Required task -
Show each line of the entries below that contains the word "racket". Case matters.

--- start of Task data ---

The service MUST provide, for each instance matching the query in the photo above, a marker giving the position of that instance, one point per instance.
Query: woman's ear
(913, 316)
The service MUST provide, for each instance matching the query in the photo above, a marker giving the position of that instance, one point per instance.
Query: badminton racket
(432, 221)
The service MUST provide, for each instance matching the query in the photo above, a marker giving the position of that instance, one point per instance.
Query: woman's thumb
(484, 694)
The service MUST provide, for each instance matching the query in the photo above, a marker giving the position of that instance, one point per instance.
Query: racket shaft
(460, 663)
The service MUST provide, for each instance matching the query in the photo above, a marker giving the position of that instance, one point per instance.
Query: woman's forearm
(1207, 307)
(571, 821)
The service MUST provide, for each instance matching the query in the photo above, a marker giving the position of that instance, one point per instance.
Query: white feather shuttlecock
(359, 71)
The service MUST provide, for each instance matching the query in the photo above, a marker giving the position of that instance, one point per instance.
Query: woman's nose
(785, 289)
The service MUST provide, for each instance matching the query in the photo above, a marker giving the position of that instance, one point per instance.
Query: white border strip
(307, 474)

--- end of Task data ---
--- start of Task data ---

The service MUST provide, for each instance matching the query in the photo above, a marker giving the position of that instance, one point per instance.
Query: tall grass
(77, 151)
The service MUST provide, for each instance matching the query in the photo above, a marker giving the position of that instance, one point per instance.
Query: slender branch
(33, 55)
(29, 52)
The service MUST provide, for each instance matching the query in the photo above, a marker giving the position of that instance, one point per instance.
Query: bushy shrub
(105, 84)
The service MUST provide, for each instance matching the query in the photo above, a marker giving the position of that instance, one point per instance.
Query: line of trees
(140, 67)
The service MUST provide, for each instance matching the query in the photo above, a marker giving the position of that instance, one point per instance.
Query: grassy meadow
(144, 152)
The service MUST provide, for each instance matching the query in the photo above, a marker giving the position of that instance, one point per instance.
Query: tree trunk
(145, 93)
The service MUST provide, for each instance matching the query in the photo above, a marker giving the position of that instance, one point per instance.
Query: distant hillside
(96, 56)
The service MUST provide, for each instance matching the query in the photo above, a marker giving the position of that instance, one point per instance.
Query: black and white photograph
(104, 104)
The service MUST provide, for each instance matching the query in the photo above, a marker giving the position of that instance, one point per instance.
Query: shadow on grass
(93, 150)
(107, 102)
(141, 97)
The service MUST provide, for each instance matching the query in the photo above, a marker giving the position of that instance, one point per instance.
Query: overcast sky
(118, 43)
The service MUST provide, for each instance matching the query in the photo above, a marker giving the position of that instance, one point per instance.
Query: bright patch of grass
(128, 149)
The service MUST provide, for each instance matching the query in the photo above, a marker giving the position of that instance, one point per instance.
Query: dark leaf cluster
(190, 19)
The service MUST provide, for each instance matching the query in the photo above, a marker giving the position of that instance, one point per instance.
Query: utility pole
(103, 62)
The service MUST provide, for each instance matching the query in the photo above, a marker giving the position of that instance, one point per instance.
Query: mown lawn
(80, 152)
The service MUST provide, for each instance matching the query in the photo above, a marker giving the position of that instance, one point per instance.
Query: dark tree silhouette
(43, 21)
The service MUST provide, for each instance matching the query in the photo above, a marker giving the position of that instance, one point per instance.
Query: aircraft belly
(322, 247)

--- end of Task data ---

Task result -
Query: badminton racket
Query: racket shaft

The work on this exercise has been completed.